EXERCISE INPUT:
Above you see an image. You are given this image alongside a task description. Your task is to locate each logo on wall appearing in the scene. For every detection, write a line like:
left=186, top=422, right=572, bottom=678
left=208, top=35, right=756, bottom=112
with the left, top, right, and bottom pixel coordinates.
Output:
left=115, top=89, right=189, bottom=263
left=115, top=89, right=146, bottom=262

EXERCISE:
Please copy every row above word for word, with no changes.

WORKED ANSWER:
Above you see an image. You are given this image alongside a task description. Your task is to locate each logo on wall appearing in the scene. For every detection, write a line like:
left=186, top=422, right=572, bottom=678
left=208, top=35, right=756, bottom=112
with the left, top, right, and bottom pixel coordinates.
Output:
left=115, top=89, right=189, bottom=263
left=115, top=89, right=146, bottom=262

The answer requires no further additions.